TEXT EXCERPT »
Aggregation of principle variables contributing to climate change and vulnerability between 1991 and 2024 based on VOSviewer software bibliographic analysis

Coastal regions are exposed to extreme impacts triggered by sea level rise and other climate change impacts, such as heat waves, storms, floods, and erosion (Seneviratne et al. 2021; Laino and Iglesias 2023a, b). These events could directly or indirectly threaten human life. The future uncertainty of these disasters necessitates taking action to enhance disaster resilience. Due to the warming of the oceans and the atmosphere, the coastline will have a new form, and the settled system must also adapt to this. Many tools aim to measure coasts’ vulnerability to climate change (Koroglu et al. 2019). However, this article focuses on the changes in the climatic parameters of a region that is the locomotive of agriculture and tourism and its long-term thermal predictions. The uncertain and complex adaptive nature of the changes experienced is known. This paper overviews the impact of climate change on the regional vulnerability of the Antalya basin of Türkiye on the seashore of the Mediterranean Sea. It aims to guide local public decisions based on the concretely presented spatial pattern by concretely evaluating possible risks with scenario approaches from a deterministic perspective. Therefore, the fundamental objectives of this paper are detailed below:

  • To ensure that raw climatic data are handled in a way that allows spatial evaluation from a thermal perspective.

WORK INSTRUCTIONS »
[1] According to the Antalya climate change text, which region does the paper give an overview of?
[2] Pick up the Antalya climate change text after its last line and keep going.
The lines after this text aren't needed for anything here.

DATASET EXCERPTS »
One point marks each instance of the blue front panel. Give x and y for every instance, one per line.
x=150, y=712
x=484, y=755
...
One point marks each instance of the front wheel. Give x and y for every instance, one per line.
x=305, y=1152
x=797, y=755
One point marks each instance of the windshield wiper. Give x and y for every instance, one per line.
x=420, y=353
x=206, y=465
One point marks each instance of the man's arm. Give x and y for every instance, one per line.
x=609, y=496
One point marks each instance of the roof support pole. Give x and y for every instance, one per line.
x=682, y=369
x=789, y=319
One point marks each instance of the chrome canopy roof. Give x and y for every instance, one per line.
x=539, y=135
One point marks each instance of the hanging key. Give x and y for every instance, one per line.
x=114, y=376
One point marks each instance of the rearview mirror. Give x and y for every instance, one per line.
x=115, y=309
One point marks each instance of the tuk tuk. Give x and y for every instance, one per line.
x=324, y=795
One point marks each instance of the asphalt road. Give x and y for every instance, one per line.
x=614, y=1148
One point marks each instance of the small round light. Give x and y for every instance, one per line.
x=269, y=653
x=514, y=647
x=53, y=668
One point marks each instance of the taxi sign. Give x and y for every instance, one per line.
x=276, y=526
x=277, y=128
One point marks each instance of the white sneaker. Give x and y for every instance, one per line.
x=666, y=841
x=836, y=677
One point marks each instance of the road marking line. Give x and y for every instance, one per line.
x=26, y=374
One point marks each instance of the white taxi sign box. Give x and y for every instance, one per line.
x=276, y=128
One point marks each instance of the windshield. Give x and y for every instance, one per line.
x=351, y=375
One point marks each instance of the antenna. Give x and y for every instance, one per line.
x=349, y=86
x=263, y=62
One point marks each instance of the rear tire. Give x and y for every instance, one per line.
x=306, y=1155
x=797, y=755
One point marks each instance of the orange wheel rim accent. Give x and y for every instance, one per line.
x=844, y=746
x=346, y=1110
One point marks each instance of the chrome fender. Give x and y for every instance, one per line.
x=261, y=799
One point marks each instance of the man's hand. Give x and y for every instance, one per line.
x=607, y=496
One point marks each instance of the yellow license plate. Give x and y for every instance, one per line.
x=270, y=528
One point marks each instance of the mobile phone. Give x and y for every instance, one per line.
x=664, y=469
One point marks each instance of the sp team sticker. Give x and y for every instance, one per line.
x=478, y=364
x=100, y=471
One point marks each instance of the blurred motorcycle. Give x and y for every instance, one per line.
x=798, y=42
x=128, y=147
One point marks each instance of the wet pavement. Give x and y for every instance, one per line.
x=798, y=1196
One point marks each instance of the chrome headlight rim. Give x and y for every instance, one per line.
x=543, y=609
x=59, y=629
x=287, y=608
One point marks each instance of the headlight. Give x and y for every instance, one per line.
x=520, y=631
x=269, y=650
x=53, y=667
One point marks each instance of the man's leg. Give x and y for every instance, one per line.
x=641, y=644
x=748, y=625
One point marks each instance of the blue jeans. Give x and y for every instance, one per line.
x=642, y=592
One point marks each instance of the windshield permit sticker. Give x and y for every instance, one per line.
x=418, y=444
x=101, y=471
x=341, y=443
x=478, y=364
==
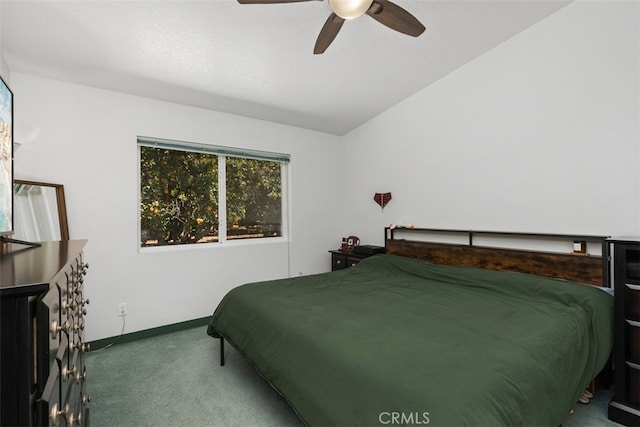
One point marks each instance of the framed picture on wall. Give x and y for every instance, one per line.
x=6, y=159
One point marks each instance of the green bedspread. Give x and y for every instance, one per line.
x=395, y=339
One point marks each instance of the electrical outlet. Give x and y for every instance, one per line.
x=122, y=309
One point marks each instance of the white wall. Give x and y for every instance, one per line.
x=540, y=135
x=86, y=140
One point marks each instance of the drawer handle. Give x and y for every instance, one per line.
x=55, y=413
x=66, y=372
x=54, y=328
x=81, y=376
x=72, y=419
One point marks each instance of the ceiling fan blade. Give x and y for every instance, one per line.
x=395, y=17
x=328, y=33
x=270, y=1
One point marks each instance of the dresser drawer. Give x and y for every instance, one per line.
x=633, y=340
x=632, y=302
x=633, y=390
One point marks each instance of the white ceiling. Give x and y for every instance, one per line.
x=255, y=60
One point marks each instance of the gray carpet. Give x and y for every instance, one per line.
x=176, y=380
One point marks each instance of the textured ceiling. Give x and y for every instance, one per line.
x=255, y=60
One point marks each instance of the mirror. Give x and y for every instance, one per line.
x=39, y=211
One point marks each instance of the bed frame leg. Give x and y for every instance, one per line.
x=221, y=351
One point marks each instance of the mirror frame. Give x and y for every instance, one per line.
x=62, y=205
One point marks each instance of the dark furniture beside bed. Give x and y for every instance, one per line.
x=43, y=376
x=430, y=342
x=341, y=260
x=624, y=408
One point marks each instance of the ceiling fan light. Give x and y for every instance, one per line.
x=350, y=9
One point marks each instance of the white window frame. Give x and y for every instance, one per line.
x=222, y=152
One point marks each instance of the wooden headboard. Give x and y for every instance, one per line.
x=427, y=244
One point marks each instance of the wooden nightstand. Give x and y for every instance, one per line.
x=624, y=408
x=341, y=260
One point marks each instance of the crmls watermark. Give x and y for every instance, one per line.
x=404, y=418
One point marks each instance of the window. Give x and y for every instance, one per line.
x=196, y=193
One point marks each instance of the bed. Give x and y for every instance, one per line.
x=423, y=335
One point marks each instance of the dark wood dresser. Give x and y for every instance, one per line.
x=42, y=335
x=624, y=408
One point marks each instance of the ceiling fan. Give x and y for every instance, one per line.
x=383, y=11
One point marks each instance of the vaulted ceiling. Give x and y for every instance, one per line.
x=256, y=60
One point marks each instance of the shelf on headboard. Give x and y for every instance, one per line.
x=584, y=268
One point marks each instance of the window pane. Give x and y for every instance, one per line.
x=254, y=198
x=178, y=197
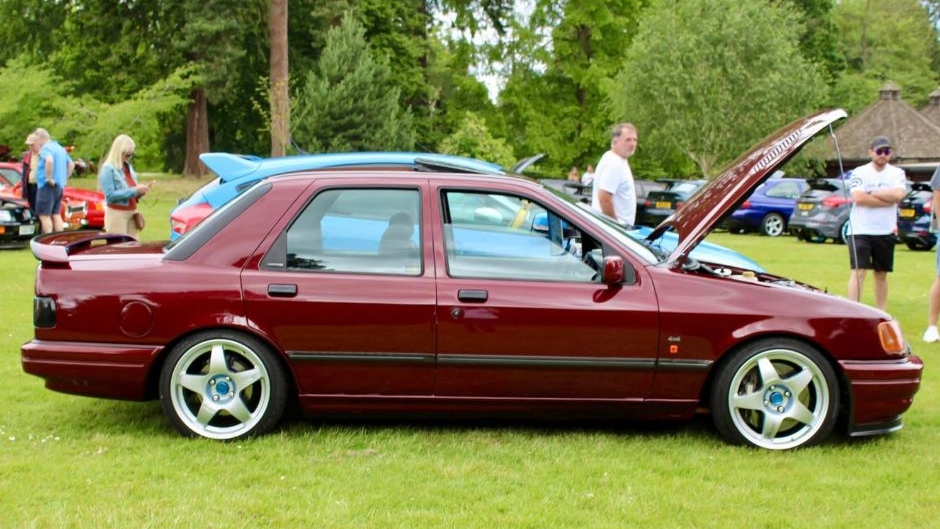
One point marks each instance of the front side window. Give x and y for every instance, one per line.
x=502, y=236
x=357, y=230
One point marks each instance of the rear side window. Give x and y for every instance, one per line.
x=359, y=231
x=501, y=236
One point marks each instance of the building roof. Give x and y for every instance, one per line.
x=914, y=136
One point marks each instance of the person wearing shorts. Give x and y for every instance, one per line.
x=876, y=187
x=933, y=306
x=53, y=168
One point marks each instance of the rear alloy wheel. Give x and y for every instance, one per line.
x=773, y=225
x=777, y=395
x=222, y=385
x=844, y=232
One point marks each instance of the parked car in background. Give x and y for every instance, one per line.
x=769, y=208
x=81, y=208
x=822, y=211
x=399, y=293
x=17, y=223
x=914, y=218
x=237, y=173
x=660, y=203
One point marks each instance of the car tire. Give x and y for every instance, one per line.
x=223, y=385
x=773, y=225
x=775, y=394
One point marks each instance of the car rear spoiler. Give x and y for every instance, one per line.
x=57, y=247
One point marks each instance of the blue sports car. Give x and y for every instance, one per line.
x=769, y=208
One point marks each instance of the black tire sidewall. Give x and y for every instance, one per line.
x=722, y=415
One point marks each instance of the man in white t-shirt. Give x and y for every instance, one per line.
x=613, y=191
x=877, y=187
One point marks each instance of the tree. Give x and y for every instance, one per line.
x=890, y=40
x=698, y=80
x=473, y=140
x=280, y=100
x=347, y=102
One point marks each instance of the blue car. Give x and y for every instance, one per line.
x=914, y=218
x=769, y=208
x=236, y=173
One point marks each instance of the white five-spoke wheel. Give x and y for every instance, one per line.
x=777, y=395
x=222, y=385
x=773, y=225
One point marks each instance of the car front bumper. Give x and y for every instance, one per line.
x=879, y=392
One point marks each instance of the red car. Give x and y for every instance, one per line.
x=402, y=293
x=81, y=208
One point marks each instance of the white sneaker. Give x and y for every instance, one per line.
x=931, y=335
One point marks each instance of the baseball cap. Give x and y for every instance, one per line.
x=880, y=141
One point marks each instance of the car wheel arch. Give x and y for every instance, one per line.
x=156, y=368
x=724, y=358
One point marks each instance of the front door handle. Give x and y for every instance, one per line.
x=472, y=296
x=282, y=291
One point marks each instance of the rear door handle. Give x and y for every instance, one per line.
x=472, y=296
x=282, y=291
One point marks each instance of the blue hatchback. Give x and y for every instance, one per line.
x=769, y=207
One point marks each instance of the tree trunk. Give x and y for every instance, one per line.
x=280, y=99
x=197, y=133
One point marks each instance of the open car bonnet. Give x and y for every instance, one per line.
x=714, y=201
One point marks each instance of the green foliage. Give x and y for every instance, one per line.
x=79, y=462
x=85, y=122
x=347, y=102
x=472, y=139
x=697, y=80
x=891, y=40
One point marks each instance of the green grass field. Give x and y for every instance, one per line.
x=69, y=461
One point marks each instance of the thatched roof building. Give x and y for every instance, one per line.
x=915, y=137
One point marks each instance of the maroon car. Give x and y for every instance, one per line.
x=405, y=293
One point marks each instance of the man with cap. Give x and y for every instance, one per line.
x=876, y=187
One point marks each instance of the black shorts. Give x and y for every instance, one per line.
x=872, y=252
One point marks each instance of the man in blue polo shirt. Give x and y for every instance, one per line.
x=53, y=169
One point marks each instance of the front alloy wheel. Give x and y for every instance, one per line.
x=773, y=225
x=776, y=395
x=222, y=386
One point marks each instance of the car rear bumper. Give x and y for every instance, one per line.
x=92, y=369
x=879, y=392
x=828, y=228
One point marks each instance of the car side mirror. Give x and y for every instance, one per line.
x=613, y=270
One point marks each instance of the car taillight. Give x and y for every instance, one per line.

ANSWERS GIVEN »
[1] The Antalya basin of Türkiye, on the Mediterranean seashore.

[2]
  • To draw attention to the thermal spatial structure of the region.

  • To determine the regions that will be affected by thermal change under different climate scenarios.

  • To create adaptation strategies by identifying sectors affected by the climate crisis.

2 Materials and methods

This research spatially models the temporal-spatial change under different climate scenarios in the Antalya basin. While analyzing the region, i) data on the current values of climate-related parameters and the structure of the region were collected, ii) a database was created for the selected scenarios, and iii) regional vulnerability was presented spatially by producing forecast maps.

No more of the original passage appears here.